WHAT IS NEEDED —
Can you retype only the lines from the one with "lei, dropping a point on every instance." through the final line of the material, exactly as given?

--- --- ---

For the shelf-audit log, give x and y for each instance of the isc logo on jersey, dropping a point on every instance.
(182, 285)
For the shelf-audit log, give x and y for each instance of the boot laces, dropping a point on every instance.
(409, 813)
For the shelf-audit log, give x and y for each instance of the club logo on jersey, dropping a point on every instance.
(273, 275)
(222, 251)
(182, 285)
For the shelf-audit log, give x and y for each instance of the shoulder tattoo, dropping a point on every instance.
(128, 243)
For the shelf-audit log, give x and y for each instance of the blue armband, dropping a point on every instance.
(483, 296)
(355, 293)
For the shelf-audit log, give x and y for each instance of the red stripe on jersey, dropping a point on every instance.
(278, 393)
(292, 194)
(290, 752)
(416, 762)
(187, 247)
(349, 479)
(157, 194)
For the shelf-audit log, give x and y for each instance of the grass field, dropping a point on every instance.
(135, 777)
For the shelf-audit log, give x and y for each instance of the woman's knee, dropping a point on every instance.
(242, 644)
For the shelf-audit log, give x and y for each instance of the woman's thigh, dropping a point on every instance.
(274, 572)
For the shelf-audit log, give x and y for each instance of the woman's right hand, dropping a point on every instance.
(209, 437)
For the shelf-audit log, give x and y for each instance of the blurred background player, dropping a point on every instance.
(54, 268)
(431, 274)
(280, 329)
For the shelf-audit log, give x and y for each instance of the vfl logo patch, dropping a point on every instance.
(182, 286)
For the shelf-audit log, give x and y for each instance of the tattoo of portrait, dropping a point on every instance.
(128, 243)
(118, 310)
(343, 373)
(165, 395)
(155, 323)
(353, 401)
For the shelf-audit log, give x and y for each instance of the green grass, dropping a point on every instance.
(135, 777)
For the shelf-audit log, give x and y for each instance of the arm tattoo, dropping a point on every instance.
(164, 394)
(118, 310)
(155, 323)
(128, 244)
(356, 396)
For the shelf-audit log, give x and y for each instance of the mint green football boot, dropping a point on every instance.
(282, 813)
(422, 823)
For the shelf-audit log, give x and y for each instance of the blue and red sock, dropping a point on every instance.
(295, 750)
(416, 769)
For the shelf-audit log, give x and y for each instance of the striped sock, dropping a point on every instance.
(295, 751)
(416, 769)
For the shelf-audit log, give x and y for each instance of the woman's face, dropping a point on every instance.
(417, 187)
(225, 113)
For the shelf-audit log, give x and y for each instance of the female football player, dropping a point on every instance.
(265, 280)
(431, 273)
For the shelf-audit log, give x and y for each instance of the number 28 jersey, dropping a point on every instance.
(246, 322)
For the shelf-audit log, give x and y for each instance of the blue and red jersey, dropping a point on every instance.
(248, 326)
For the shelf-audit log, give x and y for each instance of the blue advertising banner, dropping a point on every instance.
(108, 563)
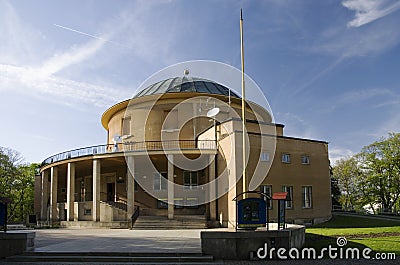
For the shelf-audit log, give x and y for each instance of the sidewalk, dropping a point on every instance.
(117, 240)
(150, 241)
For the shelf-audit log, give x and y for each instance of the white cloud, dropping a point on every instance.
(365, 94)
(53, 88)
(368, 11)
(75, 55)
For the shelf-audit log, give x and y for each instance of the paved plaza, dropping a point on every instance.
(118, 240)
(148, 241)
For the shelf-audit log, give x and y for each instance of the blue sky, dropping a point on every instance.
(329, 69)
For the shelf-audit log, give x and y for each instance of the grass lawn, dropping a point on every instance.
(376, 234)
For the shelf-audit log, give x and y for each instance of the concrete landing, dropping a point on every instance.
(117, 240)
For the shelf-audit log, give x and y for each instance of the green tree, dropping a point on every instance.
(17, 183)
(347, 174)
(380, 162)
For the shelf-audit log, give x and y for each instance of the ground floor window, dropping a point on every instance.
(160, 181)
(190, 180)
(267, 189)
(307, 196)
(289, 190)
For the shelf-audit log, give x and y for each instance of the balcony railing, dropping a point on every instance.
(132, 147)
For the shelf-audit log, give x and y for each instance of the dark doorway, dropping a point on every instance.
(110, 192)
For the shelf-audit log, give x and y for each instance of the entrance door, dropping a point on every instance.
(110, 192)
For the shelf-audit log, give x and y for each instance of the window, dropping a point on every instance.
(307, 196)
(264, 156)
(289, 202)
(160, 181)
(267, 189)
(135, 186)
(162, 204)
(305, 159)
(126, 126)
(170, 119)
(190, 180)
(285, 158)
(192, 202)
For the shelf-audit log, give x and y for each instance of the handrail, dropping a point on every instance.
(131, 147)
(135, 215)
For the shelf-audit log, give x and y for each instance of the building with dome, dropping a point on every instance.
(167, 162)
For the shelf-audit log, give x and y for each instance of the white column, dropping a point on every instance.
(130, 180)
(70, 191)
(96, 190)
(53, 194)
(170, 187)
(213, 199)
(43, 214)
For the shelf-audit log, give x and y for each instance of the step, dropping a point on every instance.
(112, 257)
(179, 222)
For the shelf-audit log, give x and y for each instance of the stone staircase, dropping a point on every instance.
(162, 222)
(109, 257)
(119, 205)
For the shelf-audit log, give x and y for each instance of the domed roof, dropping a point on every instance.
(186, 84)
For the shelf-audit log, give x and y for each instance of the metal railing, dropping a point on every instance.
(132, 147)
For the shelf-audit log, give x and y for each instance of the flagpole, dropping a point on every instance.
(243, 109)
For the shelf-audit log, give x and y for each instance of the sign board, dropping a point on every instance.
(2, 214)
(251, 213)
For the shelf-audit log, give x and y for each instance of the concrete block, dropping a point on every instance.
(16, 242)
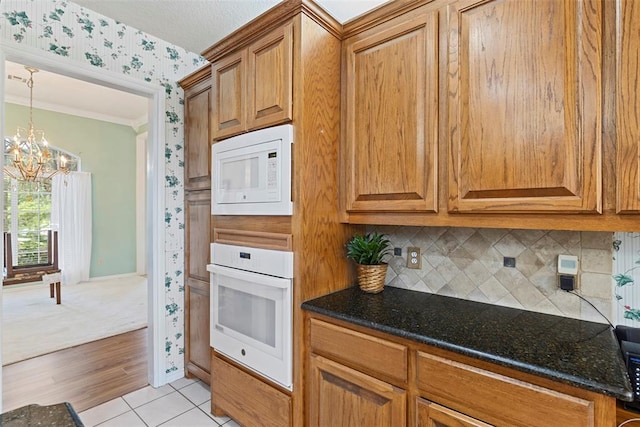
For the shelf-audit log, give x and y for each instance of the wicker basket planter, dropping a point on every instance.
(371, 277)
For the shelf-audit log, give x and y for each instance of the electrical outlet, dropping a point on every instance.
(414, 259)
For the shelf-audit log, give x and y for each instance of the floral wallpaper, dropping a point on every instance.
(79, 35)
(626, 279)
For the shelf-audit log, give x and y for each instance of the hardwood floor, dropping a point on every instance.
(85, 376)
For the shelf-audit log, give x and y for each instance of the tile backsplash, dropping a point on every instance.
(468, 263)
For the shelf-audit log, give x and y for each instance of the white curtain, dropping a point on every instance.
(71, 216)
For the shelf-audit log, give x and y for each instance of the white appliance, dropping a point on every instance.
(251, 309)
(251, 173)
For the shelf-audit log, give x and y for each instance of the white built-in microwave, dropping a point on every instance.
(251, 173)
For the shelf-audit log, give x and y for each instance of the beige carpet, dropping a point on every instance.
(33, 324)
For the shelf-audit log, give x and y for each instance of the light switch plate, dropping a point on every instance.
(414, 258)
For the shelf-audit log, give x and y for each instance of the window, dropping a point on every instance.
(27, 212)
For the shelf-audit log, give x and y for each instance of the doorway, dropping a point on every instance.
(154, 194)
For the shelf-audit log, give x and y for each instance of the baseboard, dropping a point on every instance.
(114, 276)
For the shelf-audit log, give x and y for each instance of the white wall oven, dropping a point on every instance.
(251, 309)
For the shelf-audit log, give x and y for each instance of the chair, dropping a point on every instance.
(48, 273)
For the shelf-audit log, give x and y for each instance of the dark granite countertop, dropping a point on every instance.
(580, 353)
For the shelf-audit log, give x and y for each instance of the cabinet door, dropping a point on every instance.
(340, 396)
(197, 242)
(390, 93)
(525, 105)
(198, 349)
(628, 107)
(197, 137)
(431, 415)
(270, 79)
(228, 95)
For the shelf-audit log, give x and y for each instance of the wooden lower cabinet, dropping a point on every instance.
(417, 384)
(341, 396)
(431, 414)
(248, 400)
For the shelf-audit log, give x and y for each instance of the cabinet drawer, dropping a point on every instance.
(246, 399)
(498, 399)
(383, 359)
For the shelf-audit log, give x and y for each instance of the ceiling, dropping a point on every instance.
(194, 25)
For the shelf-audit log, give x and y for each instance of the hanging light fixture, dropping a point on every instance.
(30, 155)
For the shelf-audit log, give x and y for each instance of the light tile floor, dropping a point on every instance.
(183, 403)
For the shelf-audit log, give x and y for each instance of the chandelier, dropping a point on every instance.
(31, 158)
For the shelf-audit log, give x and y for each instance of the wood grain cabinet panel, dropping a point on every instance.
(341, 396)
(525, 106)
(430, 414)
(197, 240)
(270, 78)
(197, 349)
(246, 399)
(390, 94)
(498, 399)
(383, 358)
(228, 95)
(197, 234)
(197, 170)
(628, 107)
(197, 205)
(253, 88)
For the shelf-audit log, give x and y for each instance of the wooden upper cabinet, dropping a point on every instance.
(628, 107)
(270, 78)
(228, 95)
(253, 87)
(525, 106)
(390, 116)
(197, 136)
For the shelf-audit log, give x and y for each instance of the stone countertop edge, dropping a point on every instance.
(571, 351)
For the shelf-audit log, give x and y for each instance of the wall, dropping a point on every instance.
(106, 150)
(468, 263)
(80, 36)
(626, 279)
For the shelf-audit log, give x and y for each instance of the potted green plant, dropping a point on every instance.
(368, 252)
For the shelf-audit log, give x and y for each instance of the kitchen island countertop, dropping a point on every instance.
(575, 352)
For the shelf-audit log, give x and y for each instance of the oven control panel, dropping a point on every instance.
(263, 261)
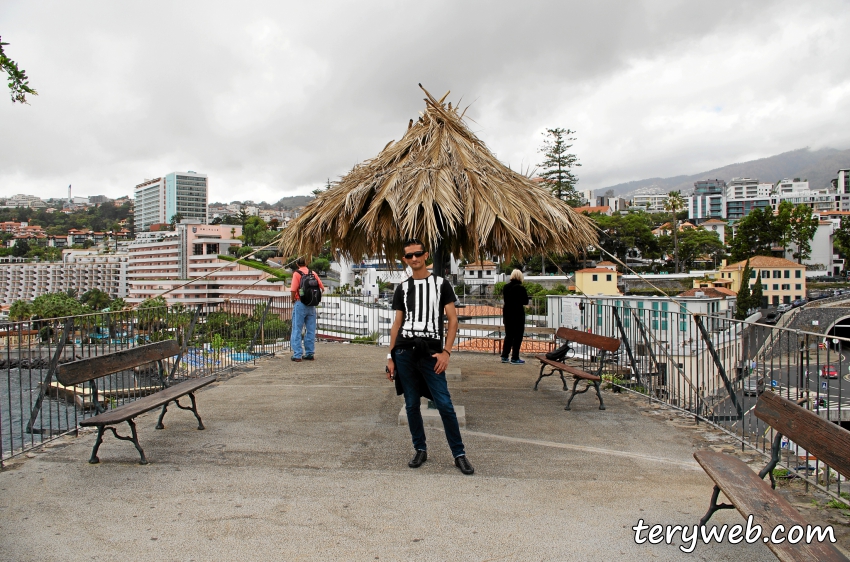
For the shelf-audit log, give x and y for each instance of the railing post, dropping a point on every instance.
(54, 361)
(705, 336)
(186, 337)
(260, 327)
(625, 339)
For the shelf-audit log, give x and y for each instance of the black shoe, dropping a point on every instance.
(463, 464)
(418, 459)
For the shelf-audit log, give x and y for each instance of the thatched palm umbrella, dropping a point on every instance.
(441, 184)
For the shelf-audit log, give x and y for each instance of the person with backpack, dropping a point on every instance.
(419, 357)
(306, 292)
(513, 316)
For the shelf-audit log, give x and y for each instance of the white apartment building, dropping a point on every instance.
(79, 271)
(149, 206)
(160, 261)
(183, 193)
(650, 202)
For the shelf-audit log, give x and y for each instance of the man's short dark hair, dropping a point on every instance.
(414, 242)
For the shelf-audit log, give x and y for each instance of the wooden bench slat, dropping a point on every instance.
(593, 340)
(752, 495)
(825, 440)
(91, 368)
(567, 369)
(149, 402)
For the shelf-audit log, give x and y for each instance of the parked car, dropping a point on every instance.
(753, 386)
(829, 372)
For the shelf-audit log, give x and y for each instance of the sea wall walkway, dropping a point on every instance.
(306, 462)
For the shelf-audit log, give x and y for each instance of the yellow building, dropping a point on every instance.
(782, 280)
(597, 281)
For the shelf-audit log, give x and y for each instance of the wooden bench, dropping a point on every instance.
(602, 343)
(750, 494)
(90, 369)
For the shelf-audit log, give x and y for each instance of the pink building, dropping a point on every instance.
(160, 261)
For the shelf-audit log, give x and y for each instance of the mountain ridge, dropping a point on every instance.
(818, 166)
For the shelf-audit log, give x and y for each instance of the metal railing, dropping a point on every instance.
(714, 367)
(35, 408)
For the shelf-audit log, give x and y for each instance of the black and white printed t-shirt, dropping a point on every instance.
(423, 301)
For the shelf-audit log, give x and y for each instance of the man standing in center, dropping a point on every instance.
(418, 353)
(303, 316)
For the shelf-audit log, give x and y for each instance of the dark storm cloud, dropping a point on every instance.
(272, 99)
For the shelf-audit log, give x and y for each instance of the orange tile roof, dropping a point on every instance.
(589, 209)
(763, 261)
(480, 265)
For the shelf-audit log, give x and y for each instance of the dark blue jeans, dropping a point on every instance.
(407, 367)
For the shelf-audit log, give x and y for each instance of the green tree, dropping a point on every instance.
(698, 242)
(742, 305)
(20, 310)
(18, 79)
(675, 202)
(755, 236)
(780, 224)
(252, 230)
(757, 296)
(56, 305)
(558, 164)
(802, 229)
(21, 248)
(841, 240)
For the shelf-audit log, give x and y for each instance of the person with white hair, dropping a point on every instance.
(513, 316)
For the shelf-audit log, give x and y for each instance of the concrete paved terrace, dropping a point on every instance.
(306, 461)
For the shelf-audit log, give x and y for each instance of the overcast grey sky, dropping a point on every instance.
(272, 98)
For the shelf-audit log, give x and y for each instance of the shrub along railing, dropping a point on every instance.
(35, 408)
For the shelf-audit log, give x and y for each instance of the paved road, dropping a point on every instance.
(306, 462)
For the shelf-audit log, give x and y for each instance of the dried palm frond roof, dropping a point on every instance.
(440, 184)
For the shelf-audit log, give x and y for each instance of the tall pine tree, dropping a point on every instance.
(742, 306)
(558, 165)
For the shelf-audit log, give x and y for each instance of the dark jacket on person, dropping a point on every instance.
(516, 297)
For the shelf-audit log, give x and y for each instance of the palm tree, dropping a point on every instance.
(441, 184)
(675, 203)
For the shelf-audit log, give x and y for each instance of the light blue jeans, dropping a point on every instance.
(303, 316)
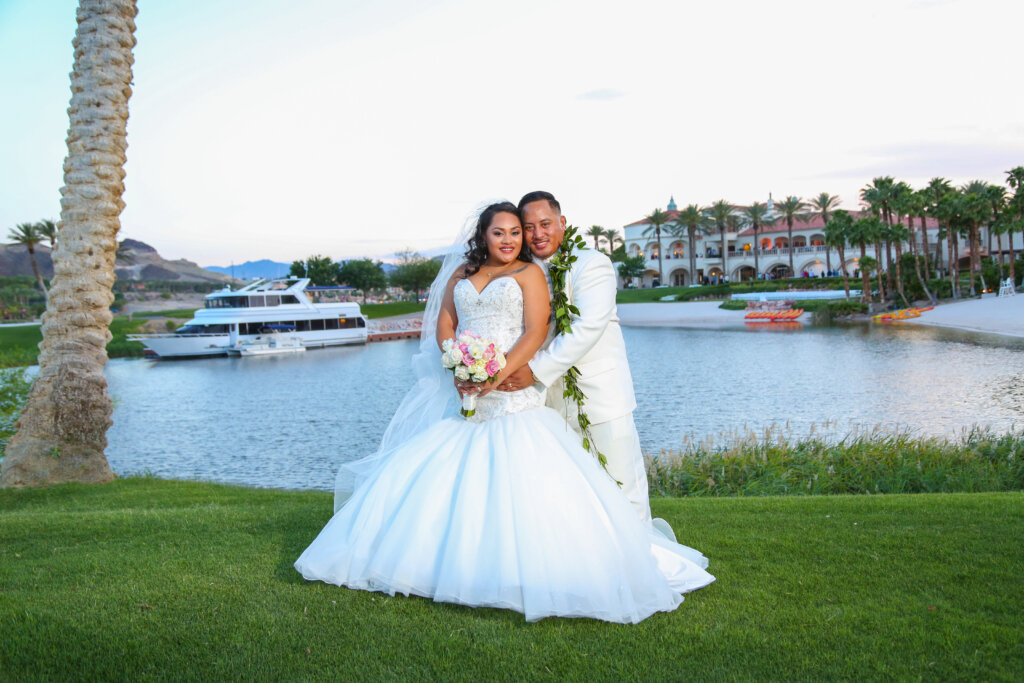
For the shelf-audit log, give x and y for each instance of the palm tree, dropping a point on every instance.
(597, 232)
(655, 220)
(791, 209)
(862, 232)
(837, 231)
(62, 429)
(48, 229)
(612, 237)
(757, 215)
(824, 204)
(976, 211)
(688, 222)
(879, 197)
(997, 203)
(28, 236)
(1015, 178)
(720, 213)
(935, 190)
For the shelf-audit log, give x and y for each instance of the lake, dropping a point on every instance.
(289, 421)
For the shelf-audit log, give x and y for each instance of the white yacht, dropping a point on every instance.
(315, 315)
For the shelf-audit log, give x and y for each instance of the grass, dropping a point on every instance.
(870, 462)
(154, 580)
(373, 310)
(174, 312)
(19, 346)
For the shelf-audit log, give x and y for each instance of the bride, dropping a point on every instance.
(505, 509)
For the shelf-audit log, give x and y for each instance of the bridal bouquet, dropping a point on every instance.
(471, 358)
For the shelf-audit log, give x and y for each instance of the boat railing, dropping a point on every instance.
(168, 335)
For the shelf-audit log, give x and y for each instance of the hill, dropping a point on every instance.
(135, 260)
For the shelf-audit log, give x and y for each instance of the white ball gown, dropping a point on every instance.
(505, 509)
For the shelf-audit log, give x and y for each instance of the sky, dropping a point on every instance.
(262, 129)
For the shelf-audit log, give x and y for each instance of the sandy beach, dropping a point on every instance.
(681, 314)
(990, 314)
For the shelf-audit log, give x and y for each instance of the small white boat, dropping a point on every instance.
(318, 316)
(276, 339)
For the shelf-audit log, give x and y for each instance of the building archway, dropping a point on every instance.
(743, 273)
(679, 278)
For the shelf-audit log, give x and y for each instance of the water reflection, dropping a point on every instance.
(289, 421)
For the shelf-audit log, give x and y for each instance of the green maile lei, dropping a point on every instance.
(563, 311)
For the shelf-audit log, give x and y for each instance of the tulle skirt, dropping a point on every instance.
(509, 513)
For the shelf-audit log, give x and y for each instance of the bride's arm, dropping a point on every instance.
(448, 318)
(537, 312)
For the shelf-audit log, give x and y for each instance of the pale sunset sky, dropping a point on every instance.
(263, 129)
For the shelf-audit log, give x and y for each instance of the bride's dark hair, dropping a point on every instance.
(476, 250)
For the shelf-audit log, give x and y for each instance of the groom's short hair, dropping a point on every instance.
(538, 196)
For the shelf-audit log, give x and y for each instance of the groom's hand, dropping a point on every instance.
(518, 380)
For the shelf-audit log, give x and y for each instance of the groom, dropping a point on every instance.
(595, 346)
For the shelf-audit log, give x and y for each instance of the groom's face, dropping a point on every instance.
(544, 227)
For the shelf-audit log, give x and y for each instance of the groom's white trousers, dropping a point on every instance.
(619, 441)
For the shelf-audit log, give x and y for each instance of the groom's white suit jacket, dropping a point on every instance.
(595, 345)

--- --- ---

TASK RESPONSE —
For the shelf-audit log, give x and y for each instance of the green maile lei, dropping a point on every instance.
(563, 311)
For the shelf-audit log, give x and y for each instance of the tulle skirt, dropping a point on every instance.
(509, 513)
For the shelf-audit log, give x and y for each instance of the bride's arm, dropping a point on every instance.
(448, 318)
(537, 312)
For the shelf-audit log, give x and y for each instance of the pale sunset sky, dropping a point on every instance.
(263, 129)
For the shelf-audit log, give x and y for each instance of the bride's dark hair, dropping a point on every instance.
(476, 250)
For the shelf-audit log, give x and y for each instance of the groom's short hair, dropping a point on every instance.
(538, 196)
For the shelf-audit log, give x and y for each instance of the groom's hand, dropping a point on every instance.
(518, 380)
For the shelf-audit log, give x and y for each instance of the groom, dropping a point on every instance.
(595, 346)
For the shelf-audit log, give x and y for each instance of the groom's face, dropping a point on every instance.
(544, 227)
For the shelf-audit log, give x and y for each instance of the groom's white trousers, dropping a point on every instance.
(619, 441)
For the shelf-audit log, give x and y for each instance of the groom's white suit jacket, dropping a point on every instance.
(595, 345)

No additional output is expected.